» **SELECTED PASSAGE**

§

Police complaints made up a vast majority of cases filed in 2018 with the Cayman Islands’ Ombudsman, the body tasked with investigating complaints against government entities.

Of the 230 cases opened by Ombudsman Sandy Hermiston in 2018, nearly two-thirds, or 143, represented complaints against law enforcement, ranging from safe handling of police Tasers to unreasonable use of force.

Seventy-six of these cases were resolved within the year and 67 were carried over to 2019, according to a year in review report released Friday by the Ombudsman.

The next largest complaints category was maladministration by government, representing a quarter of cases opened. Nine of the 59 maladministration cases from 2018 were carried into the new year. Freedom of Information appeals represented an additional 23 cases, nearly two-thirds of which went unresolved and were carried into 2019.

The Ombudsman also opened five whistleblower cases, and answered 229 inquiries about freedom of information (87), data protection (65) and maladministration (58), among other topics.

§

(Dataset records)
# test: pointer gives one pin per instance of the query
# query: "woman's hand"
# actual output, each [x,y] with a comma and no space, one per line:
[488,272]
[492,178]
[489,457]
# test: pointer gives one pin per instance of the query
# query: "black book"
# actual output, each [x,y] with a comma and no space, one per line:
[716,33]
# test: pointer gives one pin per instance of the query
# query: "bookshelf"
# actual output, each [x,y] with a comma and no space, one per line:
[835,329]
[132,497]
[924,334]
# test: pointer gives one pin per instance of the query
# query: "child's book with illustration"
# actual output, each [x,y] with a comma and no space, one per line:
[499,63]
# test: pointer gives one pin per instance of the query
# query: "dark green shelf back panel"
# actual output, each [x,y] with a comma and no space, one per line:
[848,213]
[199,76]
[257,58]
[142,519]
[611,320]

§

» **WORK TO BE COMPLETED**
According to the text about the Cayman Islands Ombudsman's 2018 cases, how many complaints against law enforcement were carried over to 2019? Rely only on the text about the Cayman Islands Ombudsman's 2018 cases.

» **ANSWER TO THE PROBLEM**
67